Entries from a pointing dataset
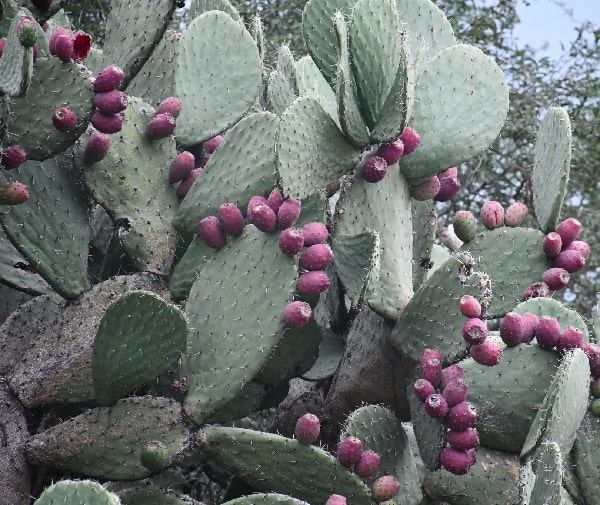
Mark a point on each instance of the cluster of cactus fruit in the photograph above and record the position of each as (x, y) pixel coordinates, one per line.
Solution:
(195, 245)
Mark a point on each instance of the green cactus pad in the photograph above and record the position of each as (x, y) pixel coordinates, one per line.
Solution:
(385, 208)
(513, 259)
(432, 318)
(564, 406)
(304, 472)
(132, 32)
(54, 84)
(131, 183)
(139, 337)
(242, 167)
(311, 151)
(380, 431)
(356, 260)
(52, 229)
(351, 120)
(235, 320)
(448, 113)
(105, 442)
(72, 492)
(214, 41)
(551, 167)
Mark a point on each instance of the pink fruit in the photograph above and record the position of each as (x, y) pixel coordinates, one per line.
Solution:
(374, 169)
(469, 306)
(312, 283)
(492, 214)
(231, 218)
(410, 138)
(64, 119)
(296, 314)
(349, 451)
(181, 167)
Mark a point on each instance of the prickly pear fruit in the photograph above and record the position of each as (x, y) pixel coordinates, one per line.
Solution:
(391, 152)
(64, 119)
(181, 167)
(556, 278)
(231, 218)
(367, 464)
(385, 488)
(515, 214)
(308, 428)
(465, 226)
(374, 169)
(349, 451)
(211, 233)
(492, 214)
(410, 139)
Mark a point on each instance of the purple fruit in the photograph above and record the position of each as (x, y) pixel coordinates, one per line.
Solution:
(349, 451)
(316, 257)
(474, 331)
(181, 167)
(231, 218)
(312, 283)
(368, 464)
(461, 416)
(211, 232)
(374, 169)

AIM OF THE TASK →
Copy out every line of the items above verbatim, leaving out the pictures.

WRITTEN ANSWER →
Mark a point on each instance of the cluster of cactus fruit in the photograph above and record the position of each as (x, y) pixel coordinates, one per line.
Solution:
(195, 245)
Mark a point on each instance of the green cactus pad in the photograph above and record the position of each as (x, y) pixel coordinates, one per line.
Solution:
(385, 208)
(513, 259)
(432, 318)
(564, 406)
(304, 472)
(132, 32)
(54, 84)
(131, 183)
(139, 337)
(242, 167)
(311, 151)
(380, 431)
(356, 260)
(52, 229)
(351, 120)
(235, 320)
(448, 113)
(105, 442)
(72, 492)
(214, 41)
(551, 167)
Mark a point on each instance of the pink fruit in the photograph above and record the position of each as (x, y) pixel coordinates, one per line.
Solution:
(374, 169)
(469, 306)
(312, 283)
(492, 214)
(231, 218)
(410, 138)
(64, 119)
(296, 314)
(349, 451)
(181, 167)
Mark a point on each instance of the prickly pear fruit in the photograph above and record the position of each as (x, y) pixel coordinates, one per line.
Solution:
(391, 152)
(64, 119)
(181, 167)
(556, 278)
(231, 218)
(367, 464)
(385, 488)
(515, 214)
(308, 428)
(465, 226)
(374, 169)
(349, 451)
(211, 233)
(492, 214)
(410, 139)
Mark a point on each instance of the purple fruit in the photograph above and record the position of each as (x, y) pixel coordinates, one per line.
Solution:
(349, 451)
(316, 257)
(474, 331)
(181, 167)
(231, 218)
(312, 283)
(368, 464)
(461, 416)
(211, 232)
(374, 169)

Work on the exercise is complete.